[start Supplied passage]

Monday, January 20, 2014

Purple People Eater...Or Something Like That

I'm tired.  I'm tired of cleaning up.  I'm tired of disciplining.  I'm so tired of having my life drained from me.
I've made big changes; changed my job, changed my home.  And still, I'm being drained by a life-sucking sloth.  These things exist, people!  They are the people who are too lazy to give a shit about anything.  They don't care how they look.  They don't care how they act. They don't care how they feel. They don't care what effects their being has on anyone else, even though, most of those effects are negative.  Life-sucking sloths.

Somehow, I spent nearly ten years with one of these beings.  Got pregnant twice, but I'll save that for another type of blog post.  I went from happy to sad.  Fun to dull.  Pretty to tired.  I became a zombie, because I had the life sucked out of me.  I couldn't have friends because, then I was doing something wrong.  I couldn't hold my head up because I was looking for sexual attention.  I couldn't go to school because I was going out cheating instead.  Couldn't have my own job because, again, I was cheating.  Couldn't go see my family because I was cheating.  My life was being sucked.

[end Supplied passage]
[start Provided data]

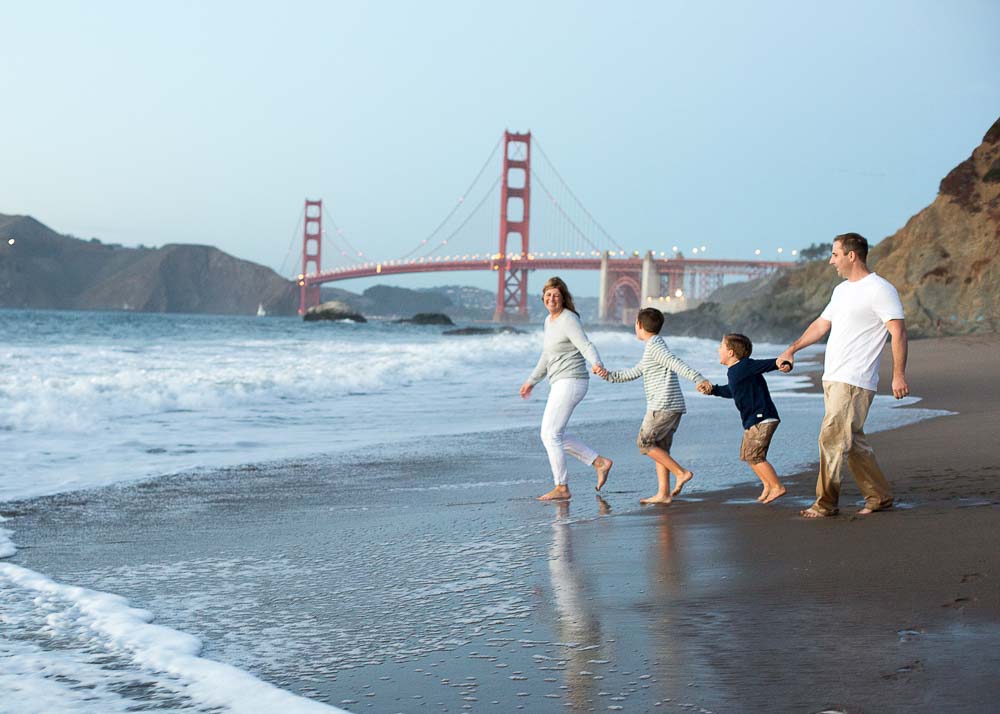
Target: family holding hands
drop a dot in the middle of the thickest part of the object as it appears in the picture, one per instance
(863, 310)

[end Provided data]

▶ _Task list_:
A – Answer each question from the blog post.
(i) What date appears at the top?
(ii) Which two big changes does the writer say they made?
(iii) About how long did the writer spend with one of these beings?
B – Copy the blog post from "I'm tired.  I'm" to "negative.  Life-sucking sloths.", renaming "tired" as "weary" each time it occurs.
Answer from the blog post alone.

▶ _Expected results_:
A –
(i) Monday, January 20, 2014
(ii) Changing their job and changing their home
(iii) Nearly ten years

B –
I'm weary.  I'm weary of cleaning up.  I'm weary of disciplining.  I'm so weary of having my life drained from me.
I've made big changes; changed my job, changed my home.  And still, I'm being drained by a life-sucking sloth.  These things exist, people!  They are the people who are too lazy to give a shit about anything.  They don't care how they look.  They don't care how they act. They don't care how they feel. They don't care what effects their being has on anyone else, even though, most of those effects are negative.  Life-sucking sloths.